- **WRITTEN PROBLEM**
Only the lines starting at the one that contains "Target: car side mirror" and running to the end should be repeated, exactly as written.
※
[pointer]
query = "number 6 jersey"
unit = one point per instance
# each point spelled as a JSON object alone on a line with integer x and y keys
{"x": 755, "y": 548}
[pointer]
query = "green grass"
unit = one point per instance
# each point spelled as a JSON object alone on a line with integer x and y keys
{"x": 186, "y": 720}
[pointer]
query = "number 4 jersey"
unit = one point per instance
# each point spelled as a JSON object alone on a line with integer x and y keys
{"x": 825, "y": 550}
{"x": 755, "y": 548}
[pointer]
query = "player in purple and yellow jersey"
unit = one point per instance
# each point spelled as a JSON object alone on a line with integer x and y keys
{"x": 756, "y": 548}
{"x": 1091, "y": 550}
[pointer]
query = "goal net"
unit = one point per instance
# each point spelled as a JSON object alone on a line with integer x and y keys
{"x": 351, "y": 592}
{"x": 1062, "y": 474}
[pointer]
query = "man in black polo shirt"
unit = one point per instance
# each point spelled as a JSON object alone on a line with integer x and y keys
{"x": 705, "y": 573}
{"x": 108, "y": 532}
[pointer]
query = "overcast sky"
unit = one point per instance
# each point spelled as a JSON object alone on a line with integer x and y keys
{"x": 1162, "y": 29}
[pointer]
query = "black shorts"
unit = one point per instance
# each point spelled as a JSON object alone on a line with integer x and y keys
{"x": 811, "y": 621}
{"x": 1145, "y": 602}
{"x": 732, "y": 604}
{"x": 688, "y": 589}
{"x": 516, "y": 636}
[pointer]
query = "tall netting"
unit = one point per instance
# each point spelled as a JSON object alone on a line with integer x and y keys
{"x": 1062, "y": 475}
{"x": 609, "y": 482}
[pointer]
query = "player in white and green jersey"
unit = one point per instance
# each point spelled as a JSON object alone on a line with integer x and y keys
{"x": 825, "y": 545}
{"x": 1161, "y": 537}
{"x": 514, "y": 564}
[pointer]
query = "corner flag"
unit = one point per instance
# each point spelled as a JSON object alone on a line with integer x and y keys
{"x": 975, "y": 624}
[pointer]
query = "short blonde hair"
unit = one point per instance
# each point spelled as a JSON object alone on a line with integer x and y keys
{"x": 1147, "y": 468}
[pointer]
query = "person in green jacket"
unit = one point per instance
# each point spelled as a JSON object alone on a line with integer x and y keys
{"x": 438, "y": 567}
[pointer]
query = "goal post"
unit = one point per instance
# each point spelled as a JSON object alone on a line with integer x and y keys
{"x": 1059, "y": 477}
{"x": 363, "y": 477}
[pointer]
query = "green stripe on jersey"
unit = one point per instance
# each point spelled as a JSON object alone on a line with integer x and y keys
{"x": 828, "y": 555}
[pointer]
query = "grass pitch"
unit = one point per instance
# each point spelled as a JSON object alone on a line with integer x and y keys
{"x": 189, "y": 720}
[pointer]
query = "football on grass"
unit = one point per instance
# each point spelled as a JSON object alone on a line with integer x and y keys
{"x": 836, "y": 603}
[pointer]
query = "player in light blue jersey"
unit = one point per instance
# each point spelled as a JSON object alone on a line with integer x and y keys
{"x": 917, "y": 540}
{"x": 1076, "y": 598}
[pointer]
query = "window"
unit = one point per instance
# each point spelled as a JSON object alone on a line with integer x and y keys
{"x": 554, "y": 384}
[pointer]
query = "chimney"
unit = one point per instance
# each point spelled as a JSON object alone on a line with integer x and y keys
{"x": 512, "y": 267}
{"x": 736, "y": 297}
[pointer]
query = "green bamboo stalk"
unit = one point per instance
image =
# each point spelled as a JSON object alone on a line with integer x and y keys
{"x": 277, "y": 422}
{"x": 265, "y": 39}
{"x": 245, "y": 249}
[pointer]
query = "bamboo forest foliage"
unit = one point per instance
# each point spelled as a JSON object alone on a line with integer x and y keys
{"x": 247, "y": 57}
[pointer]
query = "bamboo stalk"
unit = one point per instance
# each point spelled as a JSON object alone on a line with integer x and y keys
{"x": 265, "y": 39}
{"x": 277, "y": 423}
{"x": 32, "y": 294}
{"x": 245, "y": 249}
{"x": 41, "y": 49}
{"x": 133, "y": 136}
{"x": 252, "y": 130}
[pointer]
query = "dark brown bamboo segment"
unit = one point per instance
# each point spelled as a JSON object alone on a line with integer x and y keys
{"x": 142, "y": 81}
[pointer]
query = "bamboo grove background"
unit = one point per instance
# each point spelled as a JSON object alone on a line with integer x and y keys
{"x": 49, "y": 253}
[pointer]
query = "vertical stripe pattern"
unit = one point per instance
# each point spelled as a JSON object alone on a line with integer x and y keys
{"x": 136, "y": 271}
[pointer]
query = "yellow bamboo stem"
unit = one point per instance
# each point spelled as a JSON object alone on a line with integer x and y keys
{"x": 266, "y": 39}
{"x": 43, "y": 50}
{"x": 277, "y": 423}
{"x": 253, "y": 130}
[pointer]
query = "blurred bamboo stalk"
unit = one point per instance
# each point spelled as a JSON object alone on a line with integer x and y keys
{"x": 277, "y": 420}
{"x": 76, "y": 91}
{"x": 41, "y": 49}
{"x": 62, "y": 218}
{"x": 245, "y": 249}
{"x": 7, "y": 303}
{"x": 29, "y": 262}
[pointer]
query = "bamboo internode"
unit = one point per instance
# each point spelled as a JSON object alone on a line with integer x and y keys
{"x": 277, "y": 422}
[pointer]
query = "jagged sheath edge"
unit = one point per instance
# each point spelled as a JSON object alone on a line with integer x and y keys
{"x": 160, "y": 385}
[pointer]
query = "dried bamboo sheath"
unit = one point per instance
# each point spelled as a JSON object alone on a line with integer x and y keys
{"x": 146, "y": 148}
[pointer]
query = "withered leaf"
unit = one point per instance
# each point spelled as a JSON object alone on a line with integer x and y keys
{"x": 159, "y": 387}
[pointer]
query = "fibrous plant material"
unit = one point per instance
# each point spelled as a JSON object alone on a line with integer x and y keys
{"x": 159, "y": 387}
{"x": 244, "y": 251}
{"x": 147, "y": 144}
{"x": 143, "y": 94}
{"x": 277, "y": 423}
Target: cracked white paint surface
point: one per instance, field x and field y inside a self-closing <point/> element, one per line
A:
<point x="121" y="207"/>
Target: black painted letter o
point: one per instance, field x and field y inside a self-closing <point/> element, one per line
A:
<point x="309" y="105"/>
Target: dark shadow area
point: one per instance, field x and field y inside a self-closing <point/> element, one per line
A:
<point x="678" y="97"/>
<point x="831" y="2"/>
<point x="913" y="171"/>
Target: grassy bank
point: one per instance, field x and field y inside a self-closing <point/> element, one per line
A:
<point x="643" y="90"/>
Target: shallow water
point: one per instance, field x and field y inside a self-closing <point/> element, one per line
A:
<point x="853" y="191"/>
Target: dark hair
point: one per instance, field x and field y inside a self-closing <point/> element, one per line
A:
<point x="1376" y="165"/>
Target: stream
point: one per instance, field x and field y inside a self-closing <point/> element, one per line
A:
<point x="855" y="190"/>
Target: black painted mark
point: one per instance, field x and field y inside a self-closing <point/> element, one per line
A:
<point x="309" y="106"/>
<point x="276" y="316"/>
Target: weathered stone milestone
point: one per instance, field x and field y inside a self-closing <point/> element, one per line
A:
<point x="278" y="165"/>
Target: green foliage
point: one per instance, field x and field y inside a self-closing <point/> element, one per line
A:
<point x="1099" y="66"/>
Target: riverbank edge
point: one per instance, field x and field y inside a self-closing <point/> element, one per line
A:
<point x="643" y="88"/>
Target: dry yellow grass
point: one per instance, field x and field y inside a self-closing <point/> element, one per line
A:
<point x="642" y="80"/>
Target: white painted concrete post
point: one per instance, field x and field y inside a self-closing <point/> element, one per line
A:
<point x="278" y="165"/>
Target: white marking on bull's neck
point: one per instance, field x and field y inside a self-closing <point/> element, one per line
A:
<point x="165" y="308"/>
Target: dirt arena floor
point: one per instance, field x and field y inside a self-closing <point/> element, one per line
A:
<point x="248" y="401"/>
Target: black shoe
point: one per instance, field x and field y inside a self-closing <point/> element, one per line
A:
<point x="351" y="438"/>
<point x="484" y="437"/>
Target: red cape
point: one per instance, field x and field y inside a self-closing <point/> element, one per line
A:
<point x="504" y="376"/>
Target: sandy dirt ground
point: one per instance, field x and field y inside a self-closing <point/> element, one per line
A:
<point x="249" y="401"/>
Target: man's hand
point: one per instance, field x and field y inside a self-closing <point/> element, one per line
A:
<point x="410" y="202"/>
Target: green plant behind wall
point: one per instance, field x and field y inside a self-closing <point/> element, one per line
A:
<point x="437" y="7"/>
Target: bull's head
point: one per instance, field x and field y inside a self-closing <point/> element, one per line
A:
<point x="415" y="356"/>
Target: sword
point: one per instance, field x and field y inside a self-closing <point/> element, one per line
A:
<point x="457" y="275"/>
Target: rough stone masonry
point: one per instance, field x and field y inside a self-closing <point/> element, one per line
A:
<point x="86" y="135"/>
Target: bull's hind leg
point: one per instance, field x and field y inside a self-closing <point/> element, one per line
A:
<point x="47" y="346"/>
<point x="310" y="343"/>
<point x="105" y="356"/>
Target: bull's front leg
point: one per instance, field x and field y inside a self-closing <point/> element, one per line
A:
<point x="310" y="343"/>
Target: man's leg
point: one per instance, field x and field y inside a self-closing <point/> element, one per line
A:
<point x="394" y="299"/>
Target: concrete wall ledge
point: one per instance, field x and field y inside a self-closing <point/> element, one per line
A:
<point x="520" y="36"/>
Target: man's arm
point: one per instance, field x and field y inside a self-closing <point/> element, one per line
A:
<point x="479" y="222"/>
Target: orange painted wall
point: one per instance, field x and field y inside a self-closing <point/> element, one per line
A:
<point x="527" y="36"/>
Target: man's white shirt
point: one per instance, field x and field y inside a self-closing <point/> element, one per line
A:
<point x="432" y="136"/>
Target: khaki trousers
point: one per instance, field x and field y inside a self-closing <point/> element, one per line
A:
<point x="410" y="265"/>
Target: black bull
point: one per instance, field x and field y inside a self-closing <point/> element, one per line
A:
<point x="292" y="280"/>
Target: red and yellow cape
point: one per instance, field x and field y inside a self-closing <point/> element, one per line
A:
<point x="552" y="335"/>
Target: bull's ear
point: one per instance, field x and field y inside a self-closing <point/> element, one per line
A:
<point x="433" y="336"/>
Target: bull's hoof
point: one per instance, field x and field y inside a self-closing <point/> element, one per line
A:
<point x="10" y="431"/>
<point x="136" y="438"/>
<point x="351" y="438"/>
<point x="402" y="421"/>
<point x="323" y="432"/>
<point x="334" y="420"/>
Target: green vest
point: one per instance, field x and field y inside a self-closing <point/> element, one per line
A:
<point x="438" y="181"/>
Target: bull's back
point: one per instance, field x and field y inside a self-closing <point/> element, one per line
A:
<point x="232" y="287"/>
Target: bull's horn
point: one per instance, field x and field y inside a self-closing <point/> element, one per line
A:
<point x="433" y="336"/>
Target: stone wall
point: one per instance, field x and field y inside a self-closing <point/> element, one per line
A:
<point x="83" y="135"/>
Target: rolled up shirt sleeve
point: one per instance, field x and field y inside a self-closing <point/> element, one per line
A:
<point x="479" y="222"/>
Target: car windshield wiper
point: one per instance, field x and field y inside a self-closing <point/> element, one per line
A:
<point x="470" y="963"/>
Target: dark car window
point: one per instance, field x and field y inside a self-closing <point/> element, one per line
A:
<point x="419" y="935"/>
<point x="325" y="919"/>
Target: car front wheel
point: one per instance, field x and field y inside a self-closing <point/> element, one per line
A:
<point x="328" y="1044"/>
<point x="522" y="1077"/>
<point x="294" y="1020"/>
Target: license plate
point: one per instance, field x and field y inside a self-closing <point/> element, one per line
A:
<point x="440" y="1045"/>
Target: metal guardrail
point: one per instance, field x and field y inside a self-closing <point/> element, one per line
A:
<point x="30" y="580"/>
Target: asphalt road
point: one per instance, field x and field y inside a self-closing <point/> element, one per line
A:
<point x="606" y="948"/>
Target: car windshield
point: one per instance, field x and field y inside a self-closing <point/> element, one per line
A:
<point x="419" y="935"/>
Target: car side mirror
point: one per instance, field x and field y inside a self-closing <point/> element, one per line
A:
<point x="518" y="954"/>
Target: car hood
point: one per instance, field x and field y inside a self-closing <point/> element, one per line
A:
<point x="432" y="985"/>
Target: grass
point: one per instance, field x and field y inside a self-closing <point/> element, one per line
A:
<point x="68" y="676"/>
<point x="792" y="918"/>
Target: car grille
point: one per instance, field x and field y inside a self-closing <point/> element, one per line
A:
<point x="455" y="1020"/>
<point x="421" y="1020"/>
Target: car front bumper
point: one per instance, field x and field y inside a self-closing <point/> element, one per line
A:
※
- **RESULT FOR THIS EXERCISE**
Target: car side mirror
point: one per instance, field x and field y inside a self-closing <point/> element, one per line
A:
<point x="518" y="954"/>
Target: car hood
point: one per instance, field x and field y inside a self-closing <point/> element, one per line
A:
<point x="432" y="985"/>
Target: grass
point: one per instance, field x and field y inside a self-closing <point/> element, one per line
A:
<point x="68" y="676"/>
<point x="792" y="918"/>
Target: car grille
point: one per instance, field x and field y inside a self-closing <point/> element, one per line
A:
<point x="455" y="1020"/>
<point x="421" y="1020"/>
Target: car front bumper
point: one per instance, field x and field y inside a self-closing <point/> element, one per line
A:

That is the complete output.